01
背景信息
数据湖与传统的数据仓库相比,可以更灵活地处理各种类型的数据,并支持高度可扩展的存储,通常被用于大数据分析。为了支持准实时乃至实时的数据处理,数据湖需要能够快速地接收和存储数据(数据入湖),同时提供低延迟的查询性能以满足分析需求。
Apache Paimon 和 Apache Hudi 作为数据湖存储格式,有着高吞吐的写入和低延迟的查询性能,是构建数据湖的常用组件。本文将在阿里云EMR[1] 上,针对数据实时入湖场景,对 Paimon 和 Hudi 的性能进行比对,然后分别以 Paimon 和 Hudi 作为统一存储搭建准实时数仓。
02
集群环境
本文使用的集群环境是最新的阿里云 EMR 5.16.0(预计1月份正式发布),集群节点的属性如下:
master: 1 * ecs.g7.2xlarge 8 vCPU 32 GiB
core: 4 * ecs.g7.6xlarge 24 vCPU 96 GiB
使用的组件及版本如下:
Paimon: 0.7-SNAPSHOT(Paimon社区0.6 release版本)
Hudi: 0.14.0
Flink: 1.15
Spark: 3.3.1
OSS-HDFS: 1.0.0
本文主要由两部分组成,分别是 Paimon 和 Hudi 数据实时入湖性能测试(Flink),以及 Paimon 和 Hudi 准实时数仓全链路搭建(Flink + Spark),测试数据均存储在 EMR 的 OSS-HDFS 中。
03
数据实时入湖
数据实时入湖是数据湖格式的一个重要应用场景,也是构建实时湖仓的第一步。本节测试参考的是 paimon-cluster-benchmark[2] 。按照实际的业务情况,划分了两个具体场景:upsert 场景(数据存在更新与订正)和纯 append 场景,在两个场景上分别检验 Paimon 和 Hudi 的读写能力。
本节测试将使用 Flink 流式入湖,部署模式是 Flink Standalone 模式,Flink 配置如下,由于 TM 运行内存对测试结果影响较大,分别统计 8g/16g/20g 下的测试结果。并且由于本测试不需要用到 TM 的 managed 内存,将其设为1m。
parallelism.default: 16
jobmanager.memory.process.size: 4g
taskmanager.numberOfTaskSlots: 1
taskmanager.memory.process.size: 8g/16g/20g
execution.checkpointing.interval: 2min
execution.checkpointing.max-concurrent-checkpoints: 3
taskmanager.memory.managed.size: 1m
state.backend: rocksdb
state.backend.incremental: true
table.exec.sink.upsert-materialize: NONE1. upsert 场景
数据湖 upsert 用于更新或插入新数据。在进行 upsert 时,会检查待写的数据是否已存在于数据湖中。如果数据已存在,则更新该数据;如果数据不存在,则插入新数据。upsert 通常是基于某种唯一标识符或主键来判断数据是否已存在。

====

练习要求 —
a - 数一数记录中含有字符串“Target”的行共有几行,只写出数字。
b - 请续写这篇比较 Paimon 与 Hudi 数据入湖性能的选文,从它的最后一句之后接着往下写。
上面的选文和下面的记录互不相关,是两份独立的材料。

====

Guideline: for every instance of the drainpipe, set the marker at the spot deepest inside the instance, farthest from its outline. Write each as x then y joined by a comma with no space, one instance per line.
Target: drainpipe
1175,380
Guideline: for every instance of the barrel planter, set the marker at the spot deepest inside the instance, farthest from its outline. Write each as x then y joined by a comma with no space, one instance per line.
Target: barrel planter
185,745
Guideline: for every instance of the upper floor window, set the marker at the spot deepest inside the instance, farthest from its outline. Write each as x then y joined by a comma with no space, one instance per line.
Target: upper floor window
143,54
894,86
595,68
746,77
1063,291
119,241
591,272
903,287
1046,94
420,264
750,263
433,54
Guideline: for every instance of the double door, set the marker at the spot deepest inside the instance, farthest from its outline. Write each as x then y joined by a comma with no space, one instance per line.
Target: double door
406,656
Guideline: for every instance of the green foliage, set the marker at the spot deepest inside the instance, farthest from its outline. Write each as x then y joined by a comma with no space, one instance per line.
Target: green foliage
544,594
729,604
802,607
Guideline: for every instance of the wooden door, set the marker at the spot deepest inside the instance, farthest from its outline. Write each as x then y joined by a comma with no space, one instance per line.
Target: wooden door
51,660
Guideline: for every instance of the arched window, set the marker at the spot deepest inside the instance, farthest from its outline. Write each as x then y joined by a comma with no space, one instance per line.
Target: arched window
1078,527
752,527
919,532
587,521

====

参考答案 —
a - 7

b -
本节测试数据源由 Flink datagen 产生,随机生成主键范围为 0~100,000,000 的数据,然后使用 Flink 将数据分别流式写入 Paimon 和 Hudi 表中,并统计写入 5 亿条数据(经统计,此时单个 bucket 内的 parquet 文件总大小在 2GB 内)的总耗时。同时,我们还使用 Flink 以批读的方式读取写入的 Paimon 和 Hudi 表,并统计总耗时。
对于 upsert 场景,Paimon 选择 primary-key 表,Hudi 选择 merge-on-read 表,由于它们都支持 compaction,所以测试将进一步划分为关闭和开启 compaction。
关闭 compaction
Paimon 表的配置如下,bucket 个数与 Flink 的并行度一致,设置为 16。由于 Hudi 默认文件格式为 parquet 格式,为了与 Hudi 保持一致,后续均采用 parquet 作为文件输出格式,压缩方式统一设为 snappy。
'bucket' = '16',
'file.format' = 'parquet',
'file.compression' = 'snappy',
'write-only' = 'true'Hudi 表的配置如下,采用 BUCKET index,桶个数为 16,与 Flink 并行度一致。由于 Hudi MOR 表的读取会受到参数 compaction.max_memory 的影响,将其配置为 taskmanager.memory.process.size 的一半。
'table.type' = 'MERGE_ON_READ',
'metadata.enabled' = 'false',
'index.type' = 'BUCKET',
'hoodie.bucket.index.num.buckets' = '16',
'write.operation' = 'upsert',
'write.tasks' = '16',
'hoodie.parquet.compression.codec' = 'snappy',
'read.tasks' = '16',
'compaction.schedule.enabled' = 'false',
'compaction.async.enabled' = 'false',
'compaction.max_memory' = '4096/8192/10240' -- TM process memory的一半测试结果如下:
可以发现在 upsert 场景,关闭 compaction 时,Paimon 读写性能均优于 Hudi,且 Hudi 对 TM 的内存要求更高。
开启 compaction
Paimon 配置:
'bucket' = '16',
'file.format' = 'parquet',
'file.compression' = 'snappy',
'num-sorted-run.compaction-trigger' = '5' -- 默认配置Hudi 配置:
由于测试所需的总耗时不多(checkpoint 个数也相应较少),并且随着未 compaction 的 log 文件增加,Hudi 需要的 compaction 内存将变得更大,因此配置 compaction.delta_commits 为 2 来保证在写入期间有 compaction 执行完成。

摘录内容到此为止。